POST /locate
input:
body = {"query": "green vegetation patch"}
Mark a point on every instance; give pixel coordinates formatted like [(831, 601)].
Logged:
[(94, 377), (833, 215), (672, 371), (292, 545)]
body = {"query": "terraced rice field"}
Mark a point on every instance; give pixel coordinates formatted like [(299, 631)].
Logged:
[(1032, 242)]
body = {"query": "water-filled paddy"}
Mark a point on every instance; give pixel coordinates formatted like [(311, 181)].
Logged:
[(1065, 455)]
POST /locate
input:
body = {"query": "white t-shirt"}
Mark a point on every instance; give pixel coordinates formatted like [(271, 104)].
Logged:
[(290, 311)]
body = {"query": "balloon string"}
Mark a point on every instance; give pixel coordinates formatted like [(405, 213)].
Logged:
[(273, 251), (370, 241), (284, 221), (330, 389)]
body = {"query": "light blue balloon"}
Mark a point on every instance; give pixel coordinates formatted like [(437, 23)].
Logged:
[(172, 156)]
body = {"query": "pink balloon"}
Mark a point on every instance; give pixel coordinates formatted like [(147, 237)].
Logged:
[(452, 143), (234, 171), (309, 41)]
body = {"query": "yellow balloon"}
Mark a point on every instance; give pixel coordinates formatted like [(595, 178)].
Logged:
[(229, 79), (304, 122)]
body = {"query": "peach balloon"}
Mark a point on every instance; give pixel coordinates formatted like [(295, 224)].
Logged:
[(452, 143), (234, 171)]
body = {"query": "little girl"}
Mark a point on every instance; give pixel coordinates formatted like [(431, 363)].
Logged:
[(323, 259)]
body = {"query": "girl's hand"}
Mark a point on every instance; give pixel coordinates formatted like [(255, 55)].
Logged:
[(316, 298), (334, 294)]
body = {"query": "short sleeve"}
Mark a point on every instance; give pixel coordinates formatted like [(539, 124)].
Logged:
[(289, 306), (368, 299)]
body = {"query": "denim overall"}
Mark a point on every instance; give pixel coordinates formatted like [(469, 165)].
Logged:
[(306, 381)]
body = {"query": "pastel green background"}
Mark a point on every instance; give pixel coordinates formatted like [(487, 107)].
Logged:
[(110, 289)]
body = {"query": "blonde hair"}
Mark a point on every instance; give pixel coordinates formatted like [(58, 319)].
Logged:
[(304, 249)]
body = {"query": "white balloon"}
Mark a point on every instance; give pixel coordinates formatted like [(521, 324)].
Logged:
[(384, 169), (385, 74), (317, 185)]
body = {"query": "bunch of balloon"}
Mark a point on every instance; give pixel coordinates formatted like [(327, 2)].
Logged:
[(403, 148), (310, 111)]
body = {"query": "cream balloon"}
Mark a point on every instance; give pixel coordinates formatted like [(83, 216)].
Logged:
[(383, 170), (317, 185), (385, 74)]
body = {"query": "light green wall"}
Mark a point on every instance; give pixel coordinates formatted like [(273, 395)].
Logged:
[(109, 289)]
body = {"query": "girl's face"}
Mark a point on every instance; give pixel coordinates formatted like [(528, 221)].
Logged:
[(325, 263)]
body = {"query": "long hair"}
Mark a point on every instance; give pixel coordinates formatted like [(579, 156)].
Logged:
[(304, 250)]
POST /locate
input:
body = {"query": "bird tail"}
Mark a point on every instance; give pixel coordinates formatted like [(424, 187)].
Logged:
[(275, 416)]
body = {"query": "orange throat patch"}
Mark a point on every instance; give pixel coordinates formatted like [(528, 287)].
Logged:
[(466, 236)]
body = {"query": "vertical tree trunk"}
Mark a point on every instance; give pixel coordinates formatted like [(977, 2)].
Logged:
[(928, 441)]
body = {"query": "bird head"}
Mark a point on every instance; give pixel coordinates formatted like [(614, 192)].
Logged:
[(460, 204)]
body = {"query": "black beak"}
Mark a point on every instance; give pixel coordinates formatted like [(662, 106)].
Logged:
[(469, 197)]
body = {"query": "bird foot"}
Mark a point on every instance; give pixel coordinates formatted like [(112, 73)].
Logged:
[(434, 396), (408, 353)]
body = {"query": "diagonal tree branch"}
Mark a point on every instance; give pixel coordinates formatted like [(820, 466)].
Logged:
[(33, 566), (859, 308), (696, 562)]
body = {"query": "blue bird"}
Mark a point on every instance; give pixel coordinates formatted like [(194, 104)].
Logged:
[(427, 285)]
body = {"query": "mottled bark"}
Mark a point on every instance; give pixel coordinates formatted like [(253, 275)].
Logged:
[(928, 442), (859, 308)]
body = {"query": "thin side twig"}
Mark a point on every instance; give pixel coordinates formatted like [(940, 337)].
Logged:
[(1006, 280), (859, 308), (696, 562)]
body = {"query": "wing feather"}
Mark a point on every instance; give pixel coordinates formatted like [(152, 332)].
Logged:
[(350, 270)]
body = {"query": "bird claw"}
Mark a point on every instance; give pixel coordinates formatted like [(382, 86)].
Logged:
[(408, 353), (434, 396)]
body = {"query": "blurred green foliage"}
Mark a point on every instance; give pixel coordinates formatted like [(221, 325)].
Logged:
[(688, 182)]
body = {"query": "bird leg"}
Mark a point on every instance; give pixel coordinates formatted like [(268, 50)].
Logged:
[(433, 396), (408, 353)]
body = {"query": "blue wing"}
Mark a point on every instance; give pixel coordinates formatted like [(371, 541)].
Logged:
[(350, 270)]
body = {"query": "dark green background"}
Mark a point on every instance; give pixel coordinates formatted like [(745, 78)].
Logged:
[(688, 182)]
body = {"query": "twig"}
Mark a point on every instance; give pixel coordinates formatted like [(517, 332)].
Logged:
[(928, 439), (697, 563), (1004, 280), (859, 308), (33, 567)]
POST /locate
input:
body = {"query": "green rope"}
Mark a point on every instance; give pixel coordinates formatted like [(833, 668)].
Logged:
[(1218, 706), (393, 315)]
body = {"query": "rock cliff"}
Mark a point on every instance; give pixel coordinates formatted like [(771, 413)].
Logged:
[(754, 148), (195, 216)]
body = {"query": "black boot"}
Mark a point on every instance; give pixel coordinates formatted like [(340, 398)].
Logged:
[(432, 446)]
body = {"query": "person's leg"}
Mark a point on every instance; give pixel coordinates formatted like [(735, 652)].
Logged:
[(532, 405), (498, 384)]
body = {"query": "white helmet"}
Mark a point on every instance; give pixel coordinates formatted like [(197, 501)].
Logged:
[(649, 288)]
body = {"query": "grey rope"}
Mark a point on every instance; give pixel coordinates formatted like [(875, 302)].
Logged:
********
→ Exercise
Copy all of the material above line for line, changing nothing.

→ Result of the exercise
POST /locate
input:
body = {"query": "green vegetation patch"}
Mark a point on every instance; give pixel coordinates formatted like [(831, 601)].
Logged:
[(94, 377), (833, 215), (672, 371), (292, 545)]
body = {"query": "terraced rice field"}
Mark a point on every instance; give pixel coordinates formatted like [(299, 631)].
Logged:
[(1032, 242)]
body = {"query": "water-filled paddy"}
Mark a point on every instance; give pixel coordinates formatted like [(311, 181)].
Logged:
[(1065, 455)]
POST /locate
input:
body = {"query": "white t-shirt"}
Mark a point on every instance; give pixel coordinates formatted like [(271, 104)].
Logged:
[(290, 311)]
body = {"query": "balloon string"}
Mark a point on every instance; give pixel coordinates formatted like [(405, 213)].
Logged:
[(273, 251), (370, 241), (284, 221), (330, 389)]
body = {"query": "light blue balloon"}
Mark a point on every instance; give pixel coordinates formatted like [(437, 23)].
Logged:
[(172, 156)]
body = {"query": "pink balloon"}
Mark a point on every instance; give pixel coordinates formatted like [(147, 237)].
Logged:
[(452, 143), (234, 171), (309, 41)]
body = {"query": "yellow balloon"}
Mark a point on every instance; give pixel coordinates formatted like [(595, 178)].
Logged:
[(229, 79), (304, 122)]
body = {"query": "peach balloon"}
Mark a point on every instance; give pixel coordinates formatted like [(295, 224)].
Logged:
[(452, 143), (234, 171)]
body = {"query": "little girl"}
Mark a point on every instance; give pixel coordinates formatted like [(431, 363)].
Logged:
[(323, 259)]
body = {"query": "girl's hand"}
Mark a point on every instance; give pixel coordinates formatted like [(255, 55)].
Logged:
[(316, 298), (334, 294)]
body = {"query": "short sleeve"}
Mark a point on every instance; give pixel coordinates formatted like [(539, 124)].
Logged:
[(289, 306), (368, 299)]
body = {"query": "denim overall"}
Mark a point on every instance; give pixel coordinates formatted like [(469, 165)].
Logged:
[(306, 381)]
body = {"query": "pastel green background"}
Mark a point on every instance; give pixel coordinates formatted like [(487, 107)].
Logged:
[(110, 289)]
body = {"query": "blonde hair"}
Mark a point on every instance; give pixel coordinates formatted like [(58, 319)].
Logged:
[(304, 249)]
body = {"query": "white balloon"}
Mark a point on every instance; give pixel coordinates formatted like [(521, 324)].
Logged:
[(384, 169), (385, 74), (317, 185)]
body = {"query": "bunch of balloon"}
Mark a point on every instance; give pixel coordinates formatted like [(327, 2)].
Logged:
[(403, 148), (310, 111)]
body = {"query": "cream balloon"}
Mark a point on every instance; give pixel coordinates formatted like [(83, 216)].
Logged:
[(383, 170), (317, 185), (385, 74)]
body = {"query": "light green wall"}
Mark a point on every instance; give pixel coordinates formatted like [(273, 395)].
Logged:
[(109, 289)]
body = {"query": "girl's face"}
Mark a point on every instance; give pixel coordinates formatted like [(528, 221)].
Logged:
[(325, 263)]
body = {"query": "long hair"}
Mark a point on every instance; give pixel coordinates formatted like [(579, 156)].
Logged:
[(304, 250)]
POST /locate
input:
body = {"query": "bird tail"}
Mark a point on every instance; give pixel coordinates formatted like [(424, 187)].
Logged:
[(275, 416)]
body = {"query": "orange throat patch"}
Mark a point on every instance; give pixel coordinates formatted like [(528, 287)].
Logged:
[(466, 236)]
body = {"query": "vertical tree trunk"}
Mark a point on every instance; give pixel coordinates formatted like [(977, 2)].
Logged:
[(928, 441)]
body = {"query": "bird head"}
Mark a point on every instance; give pixel coordinates formatted like [(614, 192)].
Logged:
[(460, 204)]
body = {"query": "black beak"}
Mark a point on every instance; give pixel coordinates formatted like [(662, 106)].
Logged:
[(469, 197)]
body = {"query": "bird foot"}
Mark a point on every instance; give pixel coordinates formatted like [(112, 73)].
Logged:
[(434, 396), (408, 353)]
body = {"query": "diagonal tree branch"}
Mark a point on every instance; give pixel coordinates formatted like [(820, 466)].
Logged:
[(33, 566), (859, 308), (696, 562)]
body = {"query": "blue bird"}
Mark a point on every instance; give pixel coordinates formatted like [(194, 104)].
Logged:
[(427, 285)]
body = {"query": "mottled bark"}
Mark a point on every instance; give pixel coordinates formatted like [(253, 275)].
Logged:
[(928, 442), (859, 308)]
body = {"query": "thin side twig"}
Mark a point on every instance; give pixel coordinates formatted like [(940, 337)].
Logged:
[(1006, 280), (859, 308), (696, 562)]
body = {"query": "wing feather"}
Mark a point on every instance; give pixel coordinates formatted like [(152, 332)].
Logged:
[(350, 270)]
body = {"query": "bird claw"}
Mark a point on every instance; give pixel coordinates formatted like [(382, 86)].
Logged:
[(408, 353), (434, 396)]
body = {"query": "blurred green foliage"}
Mark a point on every instance; give pixel coordinates formatted like [(221, 325)].
Logged:
[(688, 182)]
body = {"query": "bird leg"}
Mark a point on every instance; give pixel coordinates formatted like [(268, 50)].
Logged:
[(433, 396), (408, 353)]
body = {"query": "blue wing"}
Mark a point on every instance; give pixel coordinates formatted like [(371, 541)].
Logged:
[(350, 270)]
body = {"query": "dark green background"}
Mark a point on every instance; give pixel coordinates formatted like [(745, 78)].
Logged:
[(688, 182)]
body = {"query": "twig"}
Mark a point on every instance; give pixel coordinates formatted like [(517, 332)].
Logged:
[(928, 439), (697, 563), (1004, 280), (859, 308), (33, 567)]
POST /locate
input:
body = {"query": "green rope"}
Mark a point on every instance; give pixel coordinates formatted like [(833, 668)].
Logged:
[(1218, 706), (393, 315)]
body = {"query": "rock cliff"}
Mark a point on every instance; give pixel coordinates formatted like [(771, 413)].
Logged:
[(754, 148), (195, 216)]
body = {"query": "black boot"}
Mark a point on every instance; give pixel coordinates formatted like [(340, 398)].
Logged:
[(432, 446)]
body = {"query": "person's leg"}
Mark a point on every instance; give pixel coordinates formatted like [(735, 652)].
Logged:
[(532, 405), (498, 384)]
body = {"query": "white helmet"}
Mark a point on every instance; give pixel coordinates formatted like [(197, 501)].
Logged:
[(649, 288)]
body = {"query": "grey rope"}
Mark a point on every instance; give pixel coordinates formatted like [(875, 302)].
Logged:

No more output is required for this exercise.